## [Excerpted text]

Some convenient scripts for managing Slurm jobs:
-
psjob
: Do aps
process status on a job's node-list, but exclude system processes:psjob [-c columns | -h] <jobid>
. Requires ClusterShell. The scratch disk usage with Slurm job_container/tmpfs (if configured) is printed. GPU usage may also be printed. -
showjob
: Show status of Slurm job(s). Both queue information and accounting information is printed. -
showjobreasons
: Show list of non-resource reasons for pending jobs, such as AssocGrpCpuLimit and AssocGrpNodeLimit -
jobqos
: Set Quality of Service (QOS) of jobs, or list jobs with the given QOS. -
jobnice
: Add nice level to jobs, or list jobs with non-zero nice level. -
jobtimelimit
: Update timelimit of job(s). -
sbadjob
: Print a warning about bad jobs hanging indefinitely in the queue. -
notifybadjob
: Notify about or Kill a badly behaving job and send information mail to the user. -
joblist
: Handy utility for converting jobids to a comma-separated list when the input may be separated by spaces or in a multi-line file. -
warn_maxjobs
: Issue warnings about the number of Slurm jobs approaching MaxJobCount -
schedjobs
: Stop or start job scheduling in ALL Slurm partitions
The psjob
script can also monitor the job's GPU usage using the gpustat
tool from https://github.com/wookayin/gpustat.
If the the job uses gres/gpu
on nodes with GPUs, the gpustat
tool is used to display GPU usage.

## [Exercise objective]
Summarize the text about Slurm job scripts in two sentences. Rely only on the text about Slurm job scripts above to complete the task that comes next.

## [Dataset extract]
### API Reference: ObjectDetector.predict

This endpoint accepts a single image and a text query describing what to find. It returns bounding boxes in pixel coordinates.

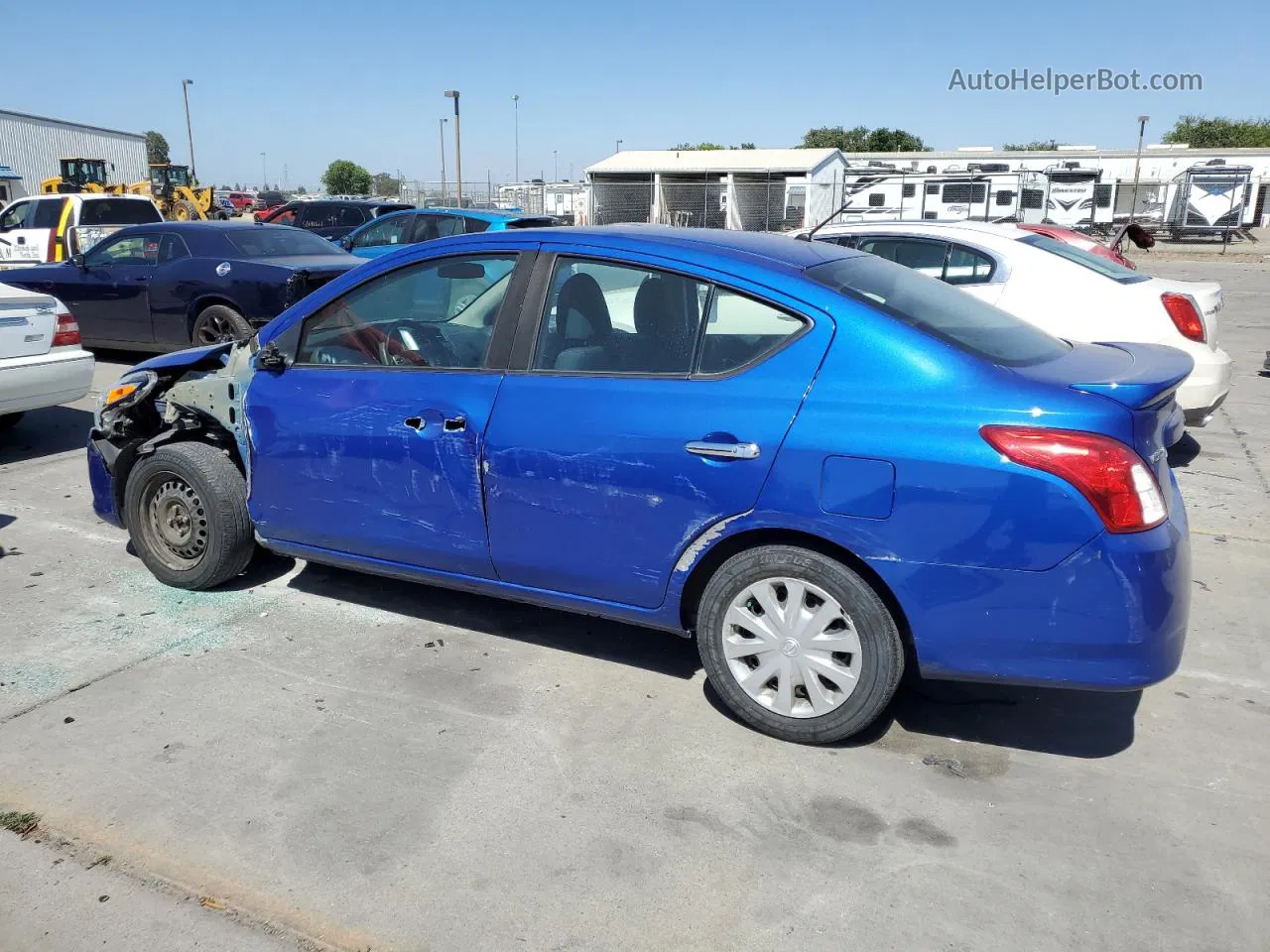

## [Answer to this exercise]
The text lists scripts for managing Slurm jobs, such as showing job status, setting the QOS, nice level or time limit of jobs, warning about bad jobs, and stopping or starting job scheduling in all partitions. One of them, psjob, shows process status on a job's nodes without system processes, and if the job uses gres/gpu on nodes with GPUs, it shows GPU usage with the gpustat tool.